Source extract:

Objective: To review the literature relating to the use of simulated patient methods to enhance communication skills of pharmacists.
Methodology: We searched Embase, Lilacs, Medline, Scielo, and Scopus databases between 1980 and 2008, using "communication skills", "patient counseling" and "pharmacist" as keywords. This search was then further refined by using "simulated patients", "pseudo-customer", "standardized patients", and "mystery shoppers" as additional keywords.
Results: The initial search identified 241 published studies. Once further refined, 15 studies met inclusion criteria.
Conclusion: The majority of studies had an assessment focus aimed at documenting counseling behavior of practicing pharmacists, rather than an educational focus aimed at equipping pharmacists with effective communication skills. In instances where simulated patient methods were used for educational purposes, little regard was given to the role of performance and corrective feedback in shaping communication behavior of pharmacists. The majority of studies failed to describe the competencies and skills being investigated in relation to communication in the practice of pharmacy.
Practice implications: Simulated patient methods provide pharmacy educators with a tool for implementing communication skills in the practice of pharmacy and will serve as a basis for implementing communication skills development programs at the College of Pharmacy of the Federal University of Sergipe in Brazil.

Saved entries

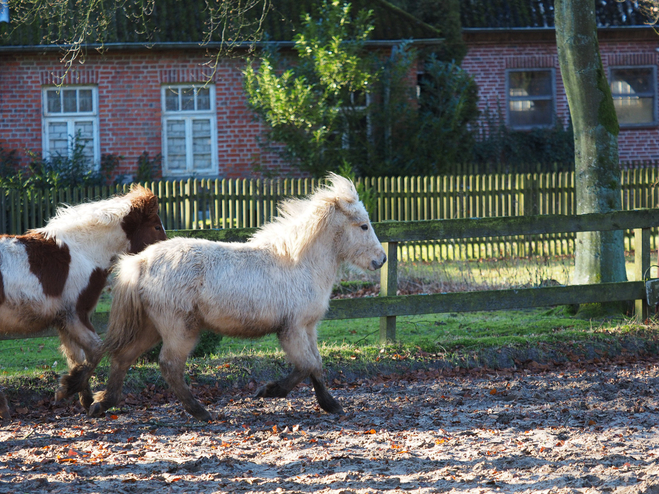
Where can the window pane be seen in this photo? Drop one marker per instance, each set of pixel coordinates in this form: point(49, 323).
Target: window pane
point(201, 144)
point(187, 99)
point(632, 81)
point(530, 113)
point(58, 138)
point(69, 97)
point(85, 101)
point(634, 110)
point(53, 101)
point(84, 131)
point(532, 83)
point(175, 144)
point(171, 99)
point(203, 99)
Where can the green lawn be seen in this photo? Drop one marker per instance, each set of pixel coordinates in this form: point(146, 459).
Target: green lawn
point(433, 334)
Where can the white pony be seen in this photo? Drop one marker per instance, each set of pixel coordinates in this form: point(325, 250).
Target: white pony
point(279, 282)
point(53, 276)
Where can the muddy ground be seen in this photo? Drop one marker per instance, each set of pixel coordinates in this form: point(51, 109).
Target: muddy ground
point(589, 427)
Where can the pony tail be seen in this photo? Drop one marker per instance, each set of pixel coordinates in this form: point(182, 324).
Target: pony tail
point(127, 312)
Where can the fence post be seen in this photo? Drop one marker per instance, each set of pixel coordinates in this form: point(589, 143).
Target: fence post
point(388, 288)
point(641, 267)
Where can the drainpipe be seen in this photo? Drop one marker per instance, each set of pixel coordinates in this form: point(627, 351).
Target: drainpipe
point(4, 11)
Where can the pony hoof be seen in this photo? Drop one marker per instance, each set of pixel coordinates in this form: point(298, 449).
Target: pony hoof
point(60, 394)
point(331, 406)
point(96, 409)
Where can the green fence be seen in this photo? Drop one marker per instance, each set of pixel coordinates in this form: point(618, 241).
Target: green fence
point(242, 203)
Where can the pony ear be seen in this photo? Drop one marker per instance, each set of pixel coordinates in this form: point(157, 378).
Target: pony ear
point(151, 204)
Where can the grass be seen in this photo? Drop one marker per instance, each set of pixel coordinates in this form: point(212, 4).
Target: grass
point(435, 335)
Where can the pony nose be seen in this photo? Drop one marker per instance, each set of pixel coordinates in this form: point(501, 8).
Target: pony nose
point(379, 264)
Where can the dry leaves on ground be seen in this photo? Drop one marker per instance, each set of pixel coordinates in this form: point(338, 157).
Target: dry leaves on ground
point(572, 429)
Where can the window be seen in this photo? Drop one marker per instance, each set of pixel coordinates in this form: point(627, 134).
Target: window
point(357, 124)
point(189, 128)
point(633, 90)
point(530, 98)
point(70, 118)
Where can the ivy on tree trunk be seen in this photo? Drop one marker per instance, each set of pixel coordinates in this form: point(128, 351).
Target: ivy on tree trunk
point(599, 256)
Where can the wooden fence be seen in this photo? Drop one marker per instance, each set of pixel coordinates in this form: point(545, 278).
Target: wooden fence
point(203, 204)
point(389, 305)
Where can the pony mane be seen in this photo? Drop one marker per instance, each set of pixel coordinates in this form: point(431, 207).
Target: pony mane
point(301, 220)
point(105, 213)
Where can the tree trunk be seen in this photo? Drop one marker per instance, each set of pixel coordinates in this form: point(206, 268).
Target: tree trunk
point(599, 256)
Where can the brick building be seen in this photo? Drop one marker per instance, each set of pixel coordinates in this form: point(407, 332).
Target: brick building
point(513, 58)
point(157, 94)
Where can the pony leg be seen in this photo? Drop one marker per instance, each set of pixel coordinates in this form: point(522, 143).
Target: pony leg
point(301, 349)
point(173, 356)
point(4, 409)
point(325, 400)
point(121, 360)
point(79, 343)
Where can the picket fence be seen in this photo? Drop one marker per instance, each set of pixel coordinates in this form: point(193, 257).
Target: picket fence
point(247, 203)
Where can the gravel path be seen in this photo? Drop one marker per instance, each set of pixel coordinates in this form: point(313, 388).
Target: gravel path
point(577, 428)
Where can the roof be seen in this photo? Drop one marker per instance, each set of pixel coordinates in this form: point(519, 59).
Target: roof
point(184, 22)
point(511, 14)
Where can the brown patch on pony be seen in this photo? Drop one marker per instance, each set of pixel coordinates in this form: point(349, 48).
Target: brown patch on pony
point(142, 224)
point(89, 296)
point(48, 261)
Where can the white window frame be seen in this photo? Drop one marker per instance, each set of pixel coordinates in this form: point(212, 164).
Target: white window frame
point(188, 116)
point(653, 93)
point(71, 119)
point(524, 98)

The task: Repeat the abstract on simulated patient methods for pharmacists, starting with "Methodology: We searched" and going on through "as additional keywords.", but swap "mystery shoppers" for "secret shoppers".

Written answer:
Methodology: We searched Embase, Lilacs, Medline, Scielo, and Scopus databases between 1980 and 2008, using "communication skills", "patient counseling" and "pharmacist" as keywords. This search was then further refined by using "simulated patients", "pseudo-customer", "standardized patients", and "secret shoppers" as additional keywords.